--- Source document ---
Worms in high-tech housing replace laboratory mice
In an effort to improve drug, cosmetic and other chemical product tests, Nagi Bioscience has created a device that automatically grows, feeds, houses and analyzes laboratory worms. This invention will save researchers both time and money and sharply reduce the number of tests that require laboratory rondents. A prototype has already been tested and approved by several laboratories.
There is nothing new about the idea of using worms instead of mice in a wide array of pharmaceutical and toxicological tests. But the tedious task of growing these tiny nematodes and the time-consuming process of analyzing them have made this an unlikely alternative for systematic use on an industrial scale – until now. EPFL spin-off Nagi Bioscience has developed a device that automatically feeds, houses and tests these invertebrates. The company’s prototype was assessed and validated by pharmaceutical companies at EPFL Innovation Park. The company has also won over a number of other experts, since it is among five companies in the running for the PERL (Prix Entreprendre Région Lausanne) award, the winner of which will be announced tomorrow.
The adult worms are not much more than a millimeter long. In order to observe them, they are placed individually into 128 tiny compartments on a tray. A defined concentration of nutrients or molecules to be tested is delivered to each compartment through microfluidic channels. The device comes with a software program for the researcher to plan out the experiment. “By automating this process, we have reduced the time it takes to grow worms from several hours per day throughout the experiment to around 30 minutes on the first day,” says Laurent Mouchiroud, the startup’s co-founder and a life sciences researcher.
The C. elegans nematode is not new to the lab. Around 60% of human genes have a counterpart in the worm, which has been used for over 60 years in a range of tests that require complete organisms in order to observe interactions between the various organs.
--- Record excerpts ---
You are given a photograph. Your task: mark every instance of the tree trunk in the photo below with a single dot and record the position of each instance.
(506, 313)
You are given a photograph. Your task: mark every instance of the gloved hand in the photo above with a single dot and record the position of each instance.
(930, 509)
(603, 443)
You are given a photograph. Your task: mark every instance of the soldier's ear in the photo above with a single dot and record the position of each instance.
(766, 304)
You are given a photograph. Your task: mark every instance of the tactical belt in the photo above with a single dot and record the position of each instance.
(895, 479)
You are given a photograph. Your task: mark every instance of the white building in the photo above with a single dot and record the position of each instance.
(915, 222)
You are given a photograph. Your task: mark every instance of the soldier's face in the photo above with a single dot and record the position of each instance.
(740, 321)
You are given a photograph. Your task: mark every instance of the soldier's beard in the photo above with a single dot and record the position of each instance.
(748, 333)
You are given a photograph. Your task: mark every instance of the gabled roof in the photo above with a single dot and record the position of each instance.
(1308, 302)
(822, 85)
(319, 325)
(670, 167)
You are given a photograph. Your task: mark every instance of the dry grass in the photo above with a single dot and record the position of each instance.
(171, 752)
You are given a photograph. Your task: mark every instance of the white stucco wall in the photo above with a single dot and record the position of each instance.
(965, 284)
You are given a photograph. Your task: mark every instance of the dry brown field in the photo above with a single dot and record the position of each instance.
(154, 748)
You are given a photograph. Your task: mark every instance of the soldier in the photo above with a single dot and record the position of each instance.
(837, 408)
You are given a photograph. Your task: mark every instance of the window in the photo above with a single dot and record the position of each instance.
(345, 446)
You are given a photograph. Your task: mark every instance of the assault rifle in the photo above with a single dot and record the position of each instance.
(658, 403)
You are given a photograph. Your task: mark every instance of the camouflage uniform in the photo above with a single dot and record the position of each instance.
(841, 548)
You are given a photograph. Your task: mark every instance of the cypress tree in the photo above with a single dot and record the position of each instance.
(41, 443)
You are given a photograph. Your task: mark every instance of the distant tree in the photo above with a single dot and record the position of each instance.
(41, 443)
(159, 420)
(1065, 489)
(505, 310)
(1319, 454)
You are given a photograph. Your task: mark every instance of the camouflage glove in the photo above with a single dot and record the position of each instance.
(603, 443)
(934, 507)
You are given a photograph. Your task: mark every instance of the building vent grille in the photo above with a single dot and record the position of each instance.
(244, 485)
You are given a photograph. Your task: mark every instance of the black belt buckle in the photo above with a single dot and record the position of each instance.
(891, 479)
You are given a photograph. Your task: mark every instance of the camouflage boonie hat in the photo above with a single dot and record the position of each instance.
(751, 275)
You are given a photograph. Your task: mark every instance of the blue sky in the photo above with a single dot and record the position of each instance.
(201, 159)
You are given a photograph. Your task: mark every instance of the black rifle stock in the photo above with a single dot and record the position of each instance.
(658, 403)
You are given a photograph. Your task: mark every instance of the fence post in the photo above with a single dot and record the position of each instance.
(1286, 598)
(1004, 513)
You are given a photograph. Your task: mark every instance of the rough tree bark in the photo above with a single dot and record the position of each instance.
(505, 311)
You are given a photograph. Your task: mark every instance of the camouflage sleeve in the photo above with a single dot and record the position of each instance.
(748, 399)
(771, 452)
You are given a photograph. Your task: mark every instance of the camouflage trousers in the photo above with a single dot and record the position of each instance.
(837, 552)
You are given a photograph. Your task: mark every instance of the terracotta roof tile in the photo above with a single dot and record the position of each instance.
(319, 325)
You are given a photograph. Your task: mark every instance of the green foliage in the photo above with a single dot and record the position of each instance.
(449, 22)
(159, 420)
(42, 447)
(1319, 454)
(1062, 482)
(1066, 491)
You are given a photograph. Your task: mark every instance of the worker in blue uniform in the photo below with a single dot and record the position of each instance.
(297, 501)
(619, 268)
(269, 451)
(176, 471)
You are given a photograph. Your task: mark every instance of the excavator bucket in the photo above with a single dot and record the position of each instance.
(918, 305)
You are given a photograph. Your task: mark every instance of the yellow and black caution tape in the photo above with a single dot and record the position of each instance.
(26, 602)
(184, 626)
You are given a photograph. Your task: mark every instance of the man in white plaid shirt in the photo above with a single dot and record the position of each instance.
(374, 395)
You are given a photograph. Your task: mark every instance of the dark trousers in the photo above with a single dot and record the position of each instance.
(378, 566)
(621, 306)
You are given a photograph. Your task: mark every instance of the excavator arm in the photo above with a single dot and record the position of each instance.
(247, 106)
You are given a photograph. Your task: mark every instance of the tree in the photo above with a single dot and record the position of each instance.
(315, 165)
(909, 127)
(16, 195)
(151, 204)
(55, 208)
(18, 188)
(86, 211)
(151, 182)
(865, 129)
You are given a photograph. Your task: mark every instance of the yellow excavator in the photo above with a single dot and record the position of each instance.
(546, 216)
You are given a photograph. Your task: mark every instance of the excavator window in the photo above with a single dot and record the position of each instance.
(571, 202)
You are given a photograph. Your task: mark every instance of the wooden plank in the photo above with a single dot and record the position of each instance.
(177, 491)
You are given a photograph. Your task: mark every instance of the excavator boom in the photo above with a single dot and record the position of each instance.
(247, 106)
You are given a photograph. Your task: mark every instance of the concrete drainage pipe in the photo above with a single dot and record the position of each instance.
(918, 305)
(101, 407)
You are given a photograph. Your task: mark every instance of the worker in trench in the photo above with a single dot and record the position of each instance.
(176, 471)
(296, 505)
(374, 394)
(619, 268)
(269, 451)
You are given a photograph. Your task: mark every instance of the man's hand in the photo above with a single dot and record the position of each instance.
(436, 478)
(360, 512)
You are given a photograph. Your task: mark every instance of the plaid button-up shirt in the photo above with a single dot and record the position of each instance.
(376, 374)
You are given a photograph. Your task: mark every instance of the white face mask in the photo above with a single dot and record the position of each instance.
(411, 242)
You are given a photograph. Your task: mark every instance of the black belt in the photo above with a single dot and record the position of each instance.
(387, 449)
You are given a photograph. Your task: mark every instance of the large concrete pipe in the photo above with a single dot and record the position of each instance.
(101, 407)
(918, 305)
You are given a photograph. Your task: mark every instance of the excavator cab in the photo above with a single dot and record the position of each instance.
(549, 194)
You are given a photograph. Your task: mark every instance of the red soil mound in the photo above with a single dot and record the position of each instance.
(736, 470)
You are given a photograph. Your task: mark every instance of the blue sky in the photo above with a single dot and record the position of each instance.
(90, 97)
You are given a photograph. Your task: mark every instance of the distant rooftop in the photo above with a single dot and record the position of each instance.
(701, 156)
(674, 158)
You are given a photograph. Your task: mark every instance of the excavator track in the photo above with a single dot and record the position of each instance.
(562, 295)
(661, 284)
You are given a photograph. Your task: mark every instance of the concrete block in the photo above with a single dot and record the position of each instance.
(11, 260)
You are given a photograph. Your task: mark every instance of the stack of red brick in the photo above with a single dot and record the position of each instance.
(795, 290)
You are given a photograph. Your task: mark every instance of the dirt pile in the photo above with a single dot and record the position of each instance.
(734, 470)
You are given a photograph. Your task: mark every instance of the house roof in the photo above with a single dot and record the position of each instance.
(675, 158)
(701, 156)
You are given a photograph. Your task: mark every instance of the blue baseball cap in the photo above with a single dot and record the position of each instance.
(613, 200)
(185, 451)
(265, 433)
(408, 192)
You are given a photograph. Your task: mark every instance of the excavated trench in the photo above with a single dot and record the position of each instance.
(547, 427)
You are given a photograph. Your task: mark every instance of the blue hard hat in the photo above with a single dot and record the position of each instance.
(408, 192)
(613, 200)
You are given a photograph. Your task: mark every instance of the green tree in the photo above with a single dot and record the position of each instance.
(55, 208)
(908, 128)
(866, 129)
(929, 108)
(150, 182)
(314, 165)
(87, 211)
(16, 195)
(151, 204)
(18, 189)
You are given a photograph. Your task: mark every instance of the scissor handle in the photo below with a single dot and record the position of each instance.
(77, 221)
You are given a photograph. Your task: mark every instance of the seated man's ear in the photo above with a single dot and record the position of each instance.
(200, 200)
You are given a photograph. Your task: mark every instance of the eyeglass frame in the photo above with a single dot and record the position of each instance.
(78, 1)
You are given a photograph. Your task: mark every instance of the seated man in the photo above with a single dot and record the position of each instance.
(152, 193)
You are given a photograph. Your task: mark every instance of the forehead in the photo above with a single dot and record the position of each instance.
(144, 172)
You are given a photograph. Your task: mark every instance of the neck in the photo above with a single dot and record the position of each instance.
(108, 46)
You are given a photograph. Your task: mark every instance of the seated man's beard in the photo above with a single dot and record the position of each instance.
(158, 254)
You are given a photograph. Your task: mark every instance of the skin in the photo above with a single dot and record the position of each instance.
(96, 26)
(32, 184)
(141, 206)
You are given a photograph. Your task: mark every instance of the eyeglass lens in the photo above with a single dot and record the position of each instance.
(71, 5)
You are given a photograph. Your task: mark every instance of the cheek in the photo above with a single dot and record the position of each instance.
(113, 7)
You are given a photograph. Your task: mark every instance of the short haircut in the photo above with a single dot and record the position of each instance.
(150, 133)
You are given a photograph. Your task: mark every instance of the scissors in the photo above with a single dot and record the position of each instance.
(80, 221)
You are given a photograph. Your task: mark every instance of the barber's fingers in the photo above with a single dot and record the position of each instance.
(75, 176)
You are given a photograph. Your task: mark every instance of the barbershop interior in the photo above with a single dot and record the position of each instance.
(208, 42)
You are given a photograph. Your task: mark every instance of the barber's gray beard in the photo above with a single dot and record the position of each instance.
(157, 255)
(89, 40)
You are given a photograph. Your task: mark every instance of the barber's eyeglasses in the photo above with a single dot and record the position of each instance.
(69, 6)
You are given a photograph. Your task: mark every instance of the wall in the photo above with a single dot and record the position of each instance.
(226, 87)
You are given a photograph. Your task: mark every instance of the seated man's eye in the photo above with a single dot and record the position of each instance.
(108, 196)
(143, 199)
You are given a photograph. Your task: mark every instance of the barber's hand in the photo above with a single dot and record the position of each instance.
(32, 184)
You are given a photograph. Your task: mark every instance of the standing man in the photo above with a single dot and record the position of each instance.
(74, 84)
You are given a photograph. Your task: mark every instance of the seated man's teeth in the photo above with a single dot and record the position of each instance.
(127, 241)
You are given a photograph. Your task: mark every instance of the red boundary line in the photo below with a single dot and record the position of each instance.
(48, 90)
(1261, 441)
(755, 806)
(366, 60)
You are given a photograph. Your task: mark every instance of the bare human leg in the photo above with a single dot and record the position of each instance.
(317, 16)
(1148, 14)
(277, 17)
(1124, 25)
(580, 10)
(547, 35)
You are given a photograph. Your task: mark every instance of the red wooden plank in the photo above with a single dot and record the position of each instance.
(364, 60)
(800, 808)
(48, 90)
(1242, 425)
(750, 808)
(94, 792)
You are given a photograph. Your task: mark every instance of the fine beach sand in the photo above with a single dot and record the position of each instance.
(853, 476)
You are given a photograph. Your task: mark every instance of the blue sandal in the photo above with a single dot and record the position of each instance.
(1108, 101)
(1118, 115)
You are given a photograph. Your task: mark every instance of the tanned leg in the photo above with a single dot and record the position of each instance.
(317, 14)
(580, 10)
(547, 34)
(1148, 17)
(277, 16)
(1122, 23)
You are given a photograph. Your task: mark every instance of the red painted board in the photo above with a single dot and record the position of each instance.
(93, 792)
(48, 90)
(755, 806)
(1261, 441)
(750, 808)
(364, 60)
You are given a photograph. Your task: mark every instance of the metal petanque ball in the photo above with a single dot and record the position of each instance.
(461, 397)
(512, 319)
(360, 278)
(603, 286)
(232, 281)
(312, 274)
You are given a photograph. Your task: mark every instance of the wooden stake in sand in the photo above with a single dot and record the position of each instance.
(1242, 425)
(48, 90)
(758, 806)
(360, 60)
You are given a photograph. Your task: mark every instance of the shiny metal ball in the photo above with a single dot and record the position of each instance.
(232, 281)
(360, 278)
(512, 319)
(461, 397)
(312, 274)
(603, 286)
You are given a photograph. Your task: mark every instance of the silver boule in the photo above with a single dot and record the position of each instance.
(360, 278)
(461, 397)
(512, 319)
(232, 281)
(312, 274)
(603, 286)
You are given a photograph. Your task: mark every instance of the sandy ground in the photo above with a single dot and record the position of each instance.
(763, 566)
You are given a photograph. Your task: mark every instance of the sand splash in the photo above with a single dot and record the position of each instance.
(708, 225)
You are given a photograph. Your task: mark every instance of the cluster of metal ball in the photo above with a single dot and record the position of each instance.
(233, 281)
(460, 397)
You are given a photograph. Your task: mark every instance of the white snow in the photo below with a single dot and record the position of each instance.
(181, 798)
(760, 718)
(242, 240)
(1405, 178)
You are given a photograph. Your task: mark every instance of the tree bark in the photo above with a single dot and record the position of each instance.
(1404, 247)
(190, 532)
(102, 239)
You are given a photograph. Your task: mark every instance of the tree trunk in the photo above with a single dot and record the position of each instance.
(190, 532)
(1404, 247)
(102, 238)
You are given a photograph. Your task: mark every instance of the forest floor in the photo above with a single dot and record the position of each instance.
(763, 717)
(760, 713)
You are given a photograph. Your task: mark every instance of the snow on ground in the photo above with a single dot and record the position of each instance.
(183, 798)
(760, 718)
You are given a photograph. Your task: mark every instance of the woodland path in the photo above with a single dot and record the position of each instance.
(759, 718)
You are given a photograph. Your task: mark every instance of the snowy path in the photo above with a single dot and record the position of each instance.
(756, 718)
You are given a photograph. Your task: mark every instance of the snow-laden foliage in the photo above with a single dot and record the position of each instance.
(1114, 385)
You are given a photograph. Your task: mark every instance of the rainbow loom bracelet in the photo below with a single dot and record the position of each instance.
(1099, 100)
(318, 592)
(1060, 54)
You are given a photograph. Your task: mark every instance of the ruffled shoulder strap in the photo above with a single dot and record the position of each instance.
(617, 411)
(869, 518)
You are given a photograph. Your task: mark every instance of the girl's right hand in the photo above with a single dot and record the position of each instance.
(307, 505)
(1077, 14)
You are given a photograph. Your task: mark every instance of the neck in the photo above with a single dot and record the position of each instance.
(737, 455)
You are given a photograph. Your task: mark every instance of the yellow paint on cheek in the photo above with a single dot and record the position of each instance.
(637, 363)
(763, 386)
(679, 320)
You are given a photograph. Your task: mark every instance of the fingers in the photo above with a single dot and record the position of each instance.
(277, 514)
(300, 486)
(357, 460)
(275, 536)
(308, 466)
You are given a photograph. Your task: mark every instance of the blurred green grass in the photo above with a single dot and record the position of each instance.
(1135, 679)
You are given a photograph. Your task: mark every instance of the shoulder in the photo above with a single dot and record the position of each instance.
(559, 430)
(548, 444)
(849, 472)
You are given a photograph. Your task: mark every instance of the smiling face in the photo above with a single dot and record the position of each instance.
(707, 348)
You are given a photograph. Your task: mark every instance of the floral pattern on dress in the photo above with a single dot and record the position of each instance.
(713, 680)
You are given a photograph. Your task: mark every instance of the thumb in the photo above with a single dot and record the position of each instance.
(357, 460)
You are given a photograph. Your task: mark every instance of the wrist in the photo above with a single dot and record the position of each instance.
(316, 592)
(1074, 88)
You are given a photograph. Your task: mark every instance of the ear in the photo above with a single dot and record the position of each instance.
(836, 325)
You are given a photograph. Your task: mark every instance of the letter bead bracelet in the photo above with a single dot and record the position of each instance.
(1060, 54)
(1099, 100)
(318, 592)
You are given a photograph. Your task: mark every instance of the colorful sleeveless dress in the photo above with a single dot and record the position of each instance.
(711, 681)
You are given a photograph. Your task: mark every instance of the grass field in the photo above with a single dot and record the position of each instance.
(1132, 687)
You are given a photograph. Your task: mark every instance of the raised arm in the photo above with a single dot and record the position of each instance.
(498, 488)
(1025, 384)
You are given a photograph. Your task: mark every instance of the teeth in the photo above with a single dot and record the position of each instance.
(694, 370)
---
- Task requirements -
1) Using the article about laboratory worms, explain in one to three sentences why worms had not been a likely alternative to mice for systematic industrial use.
2) According to the article about laboratory worms, how many compartments on a tray are the adult worms placed into?
3) Rewrite the passage of the article about laboratory worms between "The adult worms" and "life sciences researcher.", inclusive, replacing "tray" with "plate".
Rely only on the article about laboratory worms, not on the records.

- Answers to the exercise -
1) Growing the tiny nematodes was a tedious task, and analyzing them was time-consuming. Together these made worms an unlikely option for systematic use on an industrial scale until Nagi Bioscience automated the process.

2) They are placed individually into 128 tiny compartments.

3)
The adult worms are not much more than a millimeter long. In order to observe them, they are placed individually into 128 tiny compartments on a plate. A defined concentration of nutrients or molecules to be tested is delivered to each compartment through microfluidic channels. The device comes with a software program for the researcher to plan out the experiment. “By automating this process, we have reduced the time it takes to grow worms from several hours per day throughout the experiment to around 30 minutes on the first day,” says Laurent Mouchiroud, the startup’s co-founder and a life sciences researcher.